Отрывок:
__________

История России с древнейших времен. Книга VII. 1676—1703 - Сергей Соловьев
Шрифт:
Интервал:
Закладка:
После этого козаки начали толковать о выборе нового гетмана.
Сочли нужным послать за духовенством и знатнейшими козаками в ближайшие полки; но в тот же вечер и на другой день оказалось, что ждать долее нельзя; козаки гадяцкого полка подняли бунт, убили полковника и разных других людей, так что Голицын должен был послать русских рейтар наблюдать за козацким станом; также начали козаки толпами покидать лагерь: откладывать вы бора стало нельзя.
24 июля собралась старшина у Голицына для выслушания статей, на которых присягали прежние гетманы. Положили принять глуховские статьи с прибавкою следующих новых: «1) при гетмане в Батурине для охранения и целости его быть полку московскому стрелецкому; 2) чтоб гетману и старшине, служа великим государям, народ малороссийский всякими мерами и способами с великороссийским народом соединять, в неразрывное и крепкое согласие приводить супружеством и иным поведением, чтоб были под одною царского величества державою обще, как единой христианской веры, и никто бы голосов таких не испускал. что малороссийский край гетманского регимента, а отзывались бы везде единогласно их царского величества самодержавной державы гетман и старшина и народ малороссийский обще с великорусским народом, и вольный переход жителям из малороссийских городов в великороссийские иметь». После статей начали разговор об имении бывшего гетмана, причем Голицын объявил: «Хотя по закону все принадлежавшее изменнику должно принадлежать царям, однако я, с опасностию навлечь на себя немилость царскую, беру на свою ответственность и определяю, что половина имения пойдет Войску Запорожскому, а другая в казну царскую». Все были довольны, и знатнейшие начали тихонько осведомляться у Голицына, кого бы ему всего больше хотелось видеть гетманом? Голицын намекнул им, что ему больше всего хотелось бы Мазепу, и в тот же вечер у старшины положено было действовать в пользу Мазепы, причем положено было также отнять места у всех креатур Самойловича и раздать их членам новой, мазепинской партии.

__________

Части задания:
**A.** Какого числа старшина собралась у Голицына выслушать статьи, согласно отрывку о выборе гетмана?
**B.** Согласуются ли с отрывком о выборе гетмана следующие утверждения? (i) Козаки гадяцкого полка убили своего полковника. (ii) Голицын решил передать все имение бывшего гетмана в царскую казну. (iii) Голицыну больше всего хотелось видеть гетманом Мазепу. На каждое ответьте «да» или «нет» и приведите решающие слова отрывка дословно.
**C.** Допишите продолжение отрывка о выборе гетмана, начиная после его последней фразы.

Строки данных:
__________

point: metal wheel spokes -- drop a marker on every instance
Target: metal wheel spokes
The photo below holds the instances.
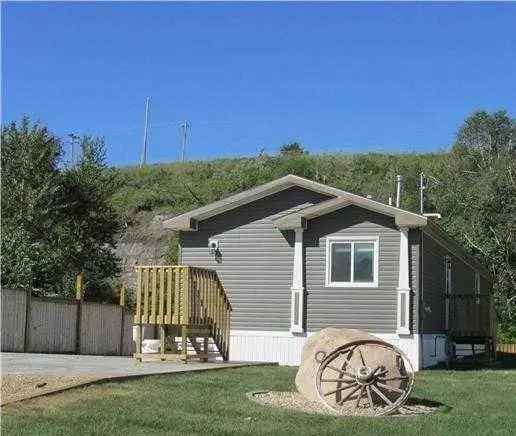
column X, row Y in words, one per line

__________

Ответы по заданиям:
**A.** 24 июля.

**B.**
(i) Да: «козаки гадяцкого полка подняли бунт, убили полковника».
(ii) Нет: «половина имения пойдет Войску Запорожскому, а другая в казну царскую».
(iii) Да: «Голицын намекнул им, что ему больше всего хотелось бы Мазепу».

**C.**
25 числа выборные полки и стрельцы окружили походную церковь, поставленную в поле подле козацкого стана. В 10 часов утра приехал Голицын с начальными людьми и велел позвать в круг козаков, которых было 800 конных и 1200 пехоты; знатнейшие из них отправились с боярином в церковь, куда понесли пред ними знаки гетманского достоинства. После молебствия все вышли из церкви, подле которой поставлен был небольшой стол, покрытый богатым ковром: на нем разложили булаву и другие знаки гетманского достоинства. Голицын стал на скамью и сказал козакам, что их царские величества дозволяют им по их старому войсковому обычаю избрать гетмана и что каждый может свободно подать свой голос: так пусть же объявят, кто им люб. На несколько времени водворилось молчание, потом несколько голосов поблизости произнесли имя Мазепы, другие подхватили, и скоро по всей толпе раздались восклицания: «Мазепу в гетманы!» Слышалось и имя Борковского, но было заглушено. Голицын повторил вопрос знатнейшим козакам: кого они хотят гетманом? Все отвечали единогласно: «Мазепу!» Новый гетман присягнул и подписал условия, после чего получил из рук Голицына булаву, бунчук и знамя. Голицын указал на Мазепу как на человека, ему, следовательно, правительству, угодного; это указание должно было иметь важное влияние на выбор, и Мазепа должен был не на одних словах поблагодарить боярина: он дал ему десять тысяч рублей.
На Украйне дело уладилось; но мы видели, как чутко Голицын следил за московскими толками, за внушениями своих недоброжелателей; и теперь он писал Шакловитому: «Что про гетмана будет слов, пожалуй, отпиши подлинно». Шакловитый уведомил, что внушают: зачем Самойлович свергнут без розыска? Голицын отвечал: «О гетмане, как учинилось, и о том писал я в отписках своих и в грамотах, из которых о всем можешь выразуметь. А пристойнее того и больше учинить невозможно. А что про него розыскивать, и такого образцу николи не бывало: извольте посмотреть в старых делах. А что от которого лица какое злословие, и то богу вручаю: он-то может рассудить, какая в том наша правда. Мы чаяли, что те лица воздадут хвалу господу богу и нам милость, как то учинилось без всякой помешки и кровопролития и замешания. Коли уж рассудить не могут, и они б взяли себе в пример турского султана, который то учинил назад тому два года: одним летом переменил двух ханов по татарскому челобитью, не розыскивая; только тому рад был, что они были у него в послушании и бунта никакого не учинили. Не мудро б и нам не переменить, только посмотрели б, что из того родилось».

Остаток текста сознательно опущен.